#### Given records ####

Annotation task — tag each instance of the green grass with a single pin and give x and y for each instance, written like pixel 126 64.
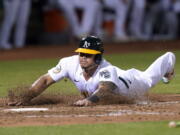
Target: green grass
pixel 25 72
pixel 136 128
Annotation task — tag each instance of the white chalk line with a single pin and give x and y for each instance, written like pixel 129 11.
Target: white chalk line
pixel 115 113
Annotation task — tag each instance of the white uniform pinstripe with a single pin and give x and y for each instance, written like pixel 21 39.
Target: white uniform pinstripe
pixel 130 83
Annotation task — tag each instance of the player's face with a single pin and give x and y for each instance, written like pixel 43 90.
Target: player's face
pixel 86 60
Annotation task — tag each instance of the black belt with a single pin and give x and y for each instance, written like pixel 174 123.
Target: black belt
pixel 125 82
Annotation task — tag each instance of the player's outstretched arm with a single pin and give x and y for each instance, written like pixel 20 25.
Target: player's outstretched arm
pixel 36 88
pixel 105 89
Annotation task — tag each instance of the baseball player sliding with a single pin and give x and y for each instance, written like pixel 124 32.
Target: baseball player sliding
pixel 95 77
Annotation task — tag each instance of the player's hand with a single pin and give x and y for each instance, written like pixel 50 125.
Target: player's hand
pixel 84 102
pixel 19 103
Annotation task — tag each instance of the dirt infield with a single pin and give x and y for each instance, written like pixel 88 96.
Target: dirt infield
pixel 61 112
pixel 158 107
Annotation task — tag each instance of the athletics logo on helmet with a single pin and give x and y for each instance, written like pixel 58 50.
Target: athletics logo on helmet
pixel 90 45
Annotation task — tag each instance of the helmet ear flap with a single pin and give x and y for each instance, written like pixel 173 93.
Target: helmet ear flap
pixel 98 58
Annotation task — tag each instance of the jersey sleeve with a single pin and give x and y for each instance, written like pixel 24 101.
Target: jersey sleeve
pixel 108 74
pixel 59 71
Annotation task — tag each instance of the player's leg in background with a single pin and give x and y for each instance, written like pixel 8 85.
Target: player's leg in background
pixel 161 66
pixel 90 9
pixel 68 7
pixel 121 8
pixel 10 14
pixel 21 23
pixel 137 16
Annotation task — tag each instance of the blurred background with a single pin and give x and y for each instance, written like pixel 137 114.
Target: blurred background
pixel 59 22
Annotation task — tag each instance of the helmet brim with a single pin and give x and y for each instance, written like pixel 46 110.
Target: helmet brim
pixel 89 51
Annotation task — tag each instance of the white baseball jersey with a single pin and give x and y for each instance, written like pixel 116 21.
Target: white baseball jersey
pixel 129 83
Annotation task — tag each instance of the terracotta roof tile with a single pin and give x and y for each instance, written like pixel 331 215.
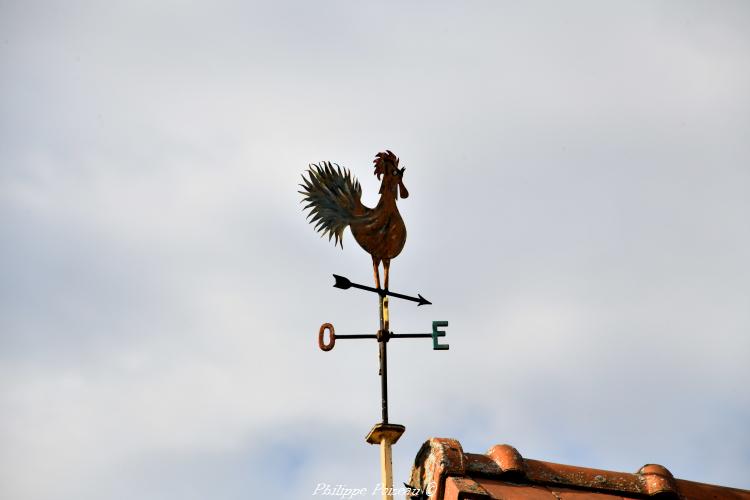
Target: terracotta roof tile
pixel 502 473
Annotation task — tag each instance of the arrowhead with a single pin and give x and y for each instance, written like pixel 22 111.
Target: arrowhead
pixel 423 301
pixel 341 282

####
#### Given records ####

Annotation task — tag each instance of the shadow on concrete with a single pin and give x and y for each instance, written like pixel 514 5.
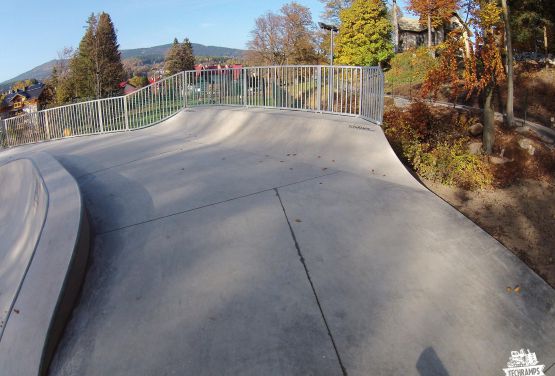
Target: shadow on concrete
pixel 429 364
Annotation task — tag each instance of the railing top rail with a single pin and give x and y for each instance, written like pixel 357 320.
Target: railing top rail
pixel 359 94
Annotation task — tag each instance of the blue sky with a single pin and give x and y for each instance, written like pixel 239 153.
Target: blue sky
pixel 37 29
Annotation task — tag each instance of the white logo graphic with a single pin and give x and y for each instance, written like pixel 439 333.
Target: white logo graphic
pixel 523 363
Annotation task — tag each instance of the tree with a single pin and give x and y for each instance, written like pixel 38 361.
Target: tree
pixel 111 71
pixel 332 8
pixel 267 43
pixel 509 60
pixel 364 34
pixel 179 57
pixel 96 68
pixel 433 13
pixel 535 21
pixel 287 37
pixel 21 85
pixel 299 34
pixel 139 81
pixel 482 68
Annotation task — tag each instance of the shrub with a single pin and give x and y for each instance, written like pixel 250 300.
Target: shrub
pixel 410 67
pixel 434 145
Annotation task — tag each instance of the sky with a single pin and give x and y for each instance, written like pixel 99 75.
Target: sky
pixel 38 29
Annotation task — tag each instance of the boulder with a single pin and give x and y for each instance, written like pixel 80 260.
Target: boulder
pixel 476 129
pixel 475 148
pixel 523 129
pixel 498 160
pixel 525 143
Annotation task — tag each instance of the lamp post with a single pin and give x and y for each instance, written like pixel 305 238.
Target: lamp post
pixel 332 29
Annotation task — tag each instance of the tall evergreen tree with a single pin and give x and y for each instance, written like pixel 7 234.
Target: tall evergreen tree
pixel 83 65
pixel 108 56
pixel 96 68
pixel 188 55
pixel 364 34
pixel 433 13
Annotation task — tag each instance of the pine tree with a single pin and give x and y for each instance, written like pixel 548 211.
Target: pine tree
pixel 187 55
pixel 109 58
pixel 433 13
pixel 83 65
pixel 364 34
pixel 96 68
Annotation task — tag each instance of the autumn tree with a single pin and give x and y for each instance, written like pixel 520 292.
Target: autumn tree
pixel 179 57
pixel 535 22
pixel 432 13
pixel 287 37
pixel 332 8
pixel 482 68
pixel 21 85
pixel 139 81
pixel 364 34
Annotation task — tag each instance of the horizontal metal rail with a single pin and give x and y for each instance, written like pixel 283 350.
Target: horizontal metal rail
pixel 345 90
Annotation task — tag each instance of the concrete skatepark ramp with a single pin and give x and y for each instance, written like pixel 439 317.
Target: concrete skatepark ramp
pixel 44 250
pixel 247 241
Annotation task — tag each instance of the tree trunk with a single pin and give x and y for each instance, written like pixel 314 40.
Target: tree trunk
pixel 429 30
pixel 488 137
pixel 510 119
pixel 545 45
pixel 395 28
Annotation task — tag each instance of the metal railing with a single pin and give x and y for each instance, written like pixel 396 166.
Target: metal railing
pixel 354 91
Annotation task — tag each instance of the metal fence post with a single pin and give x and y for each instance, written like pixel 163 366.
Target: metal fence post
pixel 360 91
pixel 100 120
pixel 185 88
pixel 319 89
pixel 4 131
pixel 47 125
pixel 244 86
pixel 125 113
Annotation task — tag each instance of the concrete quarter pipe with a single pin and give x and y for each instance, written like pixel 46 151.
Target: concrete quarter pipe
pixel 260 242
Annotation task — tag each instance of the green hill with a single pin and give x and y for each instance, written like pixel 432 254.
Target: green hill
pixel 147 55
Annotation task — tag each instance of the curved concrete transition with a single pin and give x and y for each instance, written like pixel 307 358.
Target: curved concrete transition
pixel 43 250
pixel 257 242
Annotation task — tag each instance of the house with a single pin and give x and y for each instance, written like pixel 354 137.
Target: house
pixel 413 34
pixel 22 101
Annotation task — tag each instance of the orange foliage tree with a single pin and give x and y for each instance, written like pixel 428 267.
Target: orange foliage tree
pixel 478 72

####
#### Given records ####

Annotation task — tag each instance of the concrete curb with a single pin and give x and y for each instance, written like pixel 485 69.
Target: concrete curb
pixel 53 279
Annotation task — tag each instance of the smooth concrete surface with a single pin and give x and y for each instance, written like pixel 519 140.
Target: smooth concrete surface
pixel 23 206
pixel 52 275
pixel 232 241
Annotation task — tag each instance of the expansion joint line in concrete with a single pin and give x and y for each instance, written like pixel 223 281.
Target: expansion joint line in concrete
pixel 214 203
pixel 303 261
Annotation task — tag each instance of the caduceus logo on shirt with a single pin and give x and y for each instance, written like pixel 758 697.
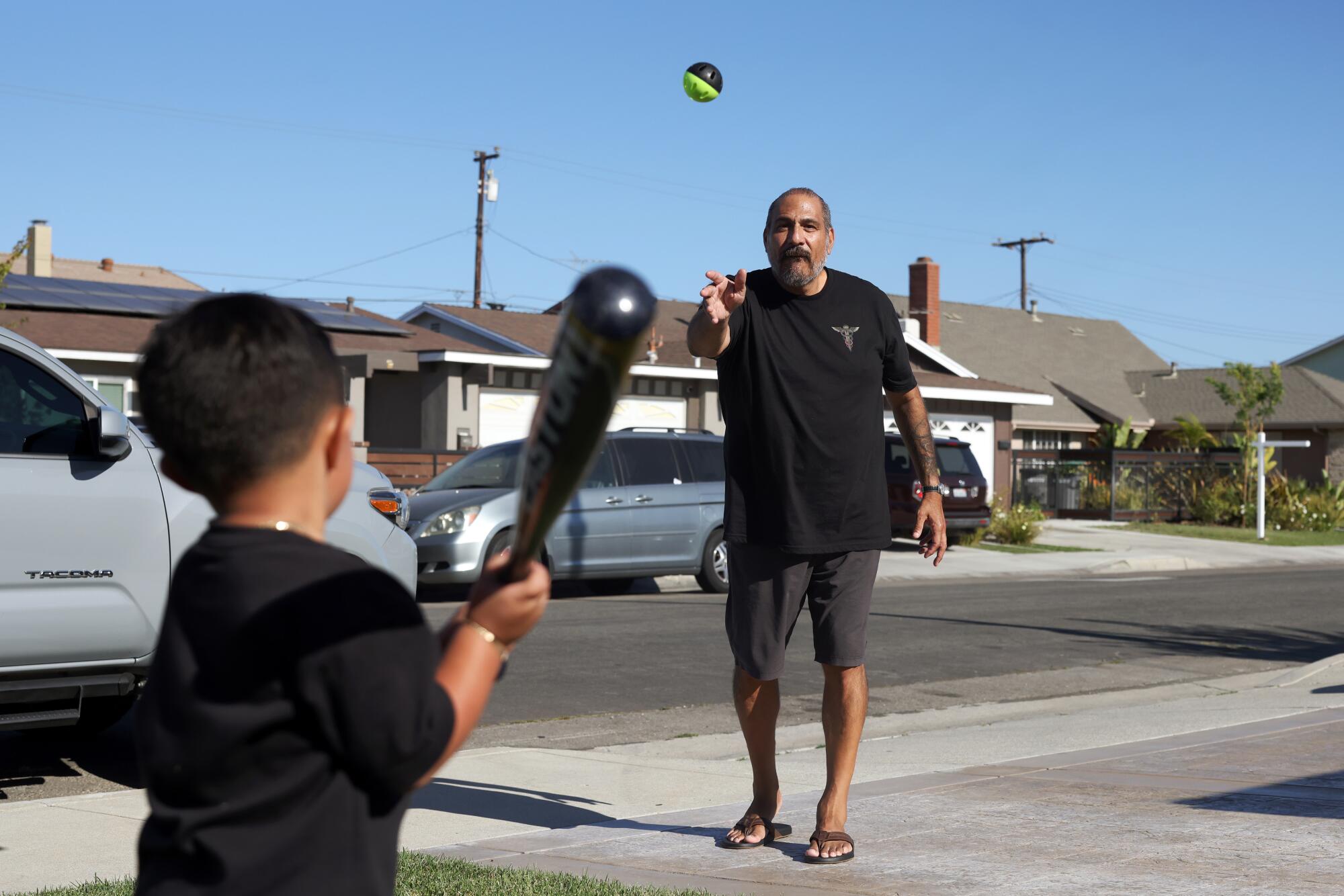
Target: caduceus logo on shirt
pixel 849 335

####

■ What you have to do:
Using the listing above, copy exactly the line that contains "Target: black belt", the line that contains "Annotation task — tag each instance of the helmet ear", and each line that falls between them.

■ Task output:
Target: black belt
pixel 125 82
Annotation task — tag each instance of the player's outstretched arm with a single pin and give x and y for each instance, written like pixel 20 25.
Target: player's outstretched arm
pixel 36 88
pixel 105 89
Annotation task — tag each instance of the baseball player sliding with a single pin and give x and y for each instance, written like pixel 124 32.
Target: baseball player sliding
pixel 95 77
Annotation task — tag each instance of the player's hand with a single pin and give x and y for each instance, written like pixel 50 125.
Target: player's hand
pixel 84 102
pixel 19 103
Annotation task — tag each instance of the dirt infield with a single pin and give x and y for each instance, written like pixel 88 96.
Target: dirt infield
pixel 61 112
pixel 158 107
Annotation task — tag each instance of the athletics logo on helmet with a single pin and give x and y for each instance, written like pixel 58 50.
Target: athletics logo on helmet
pixel 90 45
Annotation task — tag each instance of the helmet ear flap with a single pin and give x and y for each instance, written like pixel 173 93.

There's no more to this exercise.